Brief
Looking at the material below, work out how many of its lines hold the string "green". Give that figure alone.

Listed entries

* * * * * * * * *

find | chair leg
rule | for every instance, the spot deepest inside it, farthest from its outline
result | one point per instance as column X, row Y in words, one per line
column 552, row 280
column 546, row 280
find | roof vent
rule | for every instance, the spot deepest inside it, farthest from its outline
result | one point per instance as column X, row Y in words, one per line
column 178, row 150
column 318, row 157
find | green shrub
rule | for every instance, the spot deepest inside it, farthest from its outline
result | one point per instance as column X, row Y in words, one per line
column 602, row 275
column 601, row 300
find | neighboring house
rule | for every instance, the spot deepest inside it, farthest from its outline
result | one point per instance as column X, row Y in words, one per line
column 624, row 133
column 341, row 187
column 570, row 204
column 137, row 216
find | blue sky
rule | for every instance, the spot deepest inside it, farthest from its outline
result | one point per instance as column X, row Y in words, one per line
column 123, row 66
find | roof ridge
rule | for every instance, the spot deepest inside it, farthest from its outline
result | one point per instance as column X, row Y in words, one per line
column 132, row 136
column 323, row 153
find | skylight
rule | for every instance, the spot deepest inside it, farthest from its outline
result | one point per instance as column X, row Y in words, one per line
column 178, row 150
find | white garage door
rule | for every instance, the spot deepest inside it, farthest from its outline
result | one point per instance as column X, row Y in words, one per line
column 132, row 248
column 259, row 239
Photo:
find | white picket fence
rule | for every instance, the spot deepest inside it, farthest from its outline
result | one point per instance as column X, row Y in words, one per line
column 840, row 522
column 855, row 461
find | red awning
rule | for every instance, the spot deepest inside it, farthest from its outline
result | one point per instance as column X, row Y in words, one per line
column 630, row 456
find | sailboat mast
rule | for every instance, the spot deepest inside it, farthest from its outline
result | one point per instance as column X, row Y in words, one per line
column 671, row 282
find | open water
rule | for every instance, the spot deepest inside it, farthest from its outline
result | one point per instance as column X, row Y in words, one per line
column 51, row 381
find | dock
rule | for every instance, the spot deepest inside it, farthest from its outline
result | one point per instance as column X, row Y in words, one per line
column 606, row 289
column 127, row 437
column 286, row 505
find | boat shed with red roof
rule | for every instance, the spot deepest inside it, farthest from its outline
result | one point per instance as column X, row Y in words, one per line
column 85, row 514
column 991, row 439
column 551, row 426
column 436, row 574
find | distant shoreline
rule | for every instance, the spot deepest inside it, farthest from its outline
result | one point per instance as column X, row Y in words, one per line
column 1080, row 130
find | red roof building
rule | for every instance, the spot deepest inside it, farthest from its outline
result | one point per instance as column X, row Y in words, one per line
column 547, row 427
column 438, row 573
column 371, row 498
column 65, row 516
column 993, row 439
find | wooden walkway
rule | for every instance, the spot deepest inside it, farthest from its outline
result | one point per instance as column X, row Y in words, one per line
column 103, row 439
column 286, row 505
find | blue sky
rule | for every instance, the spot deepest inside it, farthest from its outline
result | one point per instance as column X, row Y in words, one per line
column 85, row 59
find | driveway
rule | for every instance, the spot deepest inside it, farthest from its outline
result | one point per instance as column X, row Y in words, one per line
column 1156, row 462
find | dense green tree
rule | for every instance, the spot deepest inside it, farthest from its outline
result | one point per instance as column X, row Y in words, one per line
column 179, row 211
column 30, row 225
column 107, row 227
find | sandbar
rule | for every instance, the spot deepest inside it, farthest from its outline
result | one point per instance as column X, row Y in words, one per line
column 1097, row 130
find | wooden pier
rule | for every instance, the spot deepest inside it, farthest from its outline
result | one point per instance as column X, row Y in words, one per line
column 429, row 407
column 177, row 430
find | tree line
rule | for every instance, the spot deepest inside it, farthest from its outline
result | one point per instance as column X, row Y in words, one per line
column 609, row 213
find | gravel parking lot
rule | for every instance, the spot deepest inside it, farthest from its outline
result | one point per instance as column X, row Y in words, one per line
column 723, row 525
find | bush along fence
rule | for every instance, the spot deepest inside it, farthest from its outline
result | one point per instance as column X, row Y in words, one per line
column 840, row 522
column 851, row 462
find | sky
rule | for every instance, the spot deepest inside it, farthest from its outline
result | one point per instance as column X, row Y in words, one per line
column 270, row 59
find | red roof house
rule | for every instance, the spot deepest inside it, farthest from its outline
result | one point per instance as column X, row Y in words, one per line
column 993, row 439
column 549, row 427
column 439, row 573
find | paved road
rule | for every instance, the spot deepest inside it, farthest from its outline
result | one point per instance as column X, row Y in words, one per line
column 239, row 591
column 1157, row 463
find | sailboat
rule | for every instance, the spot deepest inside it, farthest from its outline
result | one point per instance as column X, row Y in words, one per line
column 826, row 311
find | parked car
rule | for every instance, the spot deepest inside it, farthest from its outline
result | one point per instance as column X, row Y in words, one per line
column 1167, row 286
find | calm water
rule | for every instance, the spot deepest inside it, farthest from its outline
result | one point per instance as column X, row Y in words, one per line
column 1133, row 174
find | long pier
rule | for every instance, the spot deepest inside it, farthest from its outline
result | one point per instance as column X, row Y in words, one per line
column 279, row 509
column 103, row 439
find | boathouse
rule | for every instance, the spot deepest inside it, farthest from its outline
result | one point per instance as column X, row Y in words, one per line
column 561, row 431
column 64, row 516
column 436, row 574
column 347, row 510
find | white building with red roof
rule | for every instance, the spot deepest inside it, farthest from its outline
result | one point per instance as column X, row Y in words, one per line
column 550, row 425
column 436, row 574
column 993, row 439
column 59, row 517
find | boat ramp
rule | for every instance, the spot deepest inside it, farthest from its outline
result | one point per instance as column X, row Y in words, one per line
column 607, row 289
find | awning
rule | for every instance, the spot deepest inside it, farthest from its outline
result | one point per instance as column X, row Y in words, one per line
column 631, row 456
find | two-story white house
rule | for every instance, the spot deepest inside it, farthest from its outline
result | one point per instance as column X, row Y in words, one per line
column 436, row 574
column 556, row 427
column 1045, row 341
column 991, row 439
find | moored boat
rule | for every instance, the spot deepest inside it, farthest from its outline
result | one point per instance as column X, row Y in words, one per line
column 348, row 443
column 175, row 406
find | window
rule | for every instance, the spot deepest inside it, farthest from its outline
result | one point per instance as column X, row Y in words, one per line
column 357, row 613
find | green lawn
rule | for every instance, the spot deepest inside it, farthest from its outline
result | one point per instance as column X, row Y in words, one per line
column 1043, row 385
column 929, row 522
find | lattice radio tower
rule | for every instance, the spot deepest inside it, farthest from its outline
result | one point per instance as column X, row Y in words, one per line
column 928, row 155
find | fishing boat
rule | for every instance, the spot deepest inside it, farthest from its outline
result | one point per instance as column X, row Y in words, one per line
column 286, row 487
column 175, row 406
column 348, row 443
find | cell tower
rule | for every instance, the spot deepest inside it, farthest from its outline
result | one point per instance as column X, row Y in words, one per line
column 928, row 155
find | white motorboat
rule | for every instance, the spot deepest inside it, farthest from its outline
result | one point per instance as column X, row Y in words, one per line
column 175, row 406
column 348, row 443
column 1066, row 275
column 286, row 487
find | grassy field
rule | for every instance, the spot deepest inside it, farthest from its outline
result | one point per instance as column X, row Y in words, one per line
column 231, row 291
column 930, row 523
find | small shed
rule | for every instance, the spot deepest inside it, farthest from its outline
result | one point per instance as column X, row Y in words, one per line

* * * * * * * * *

Solution below
3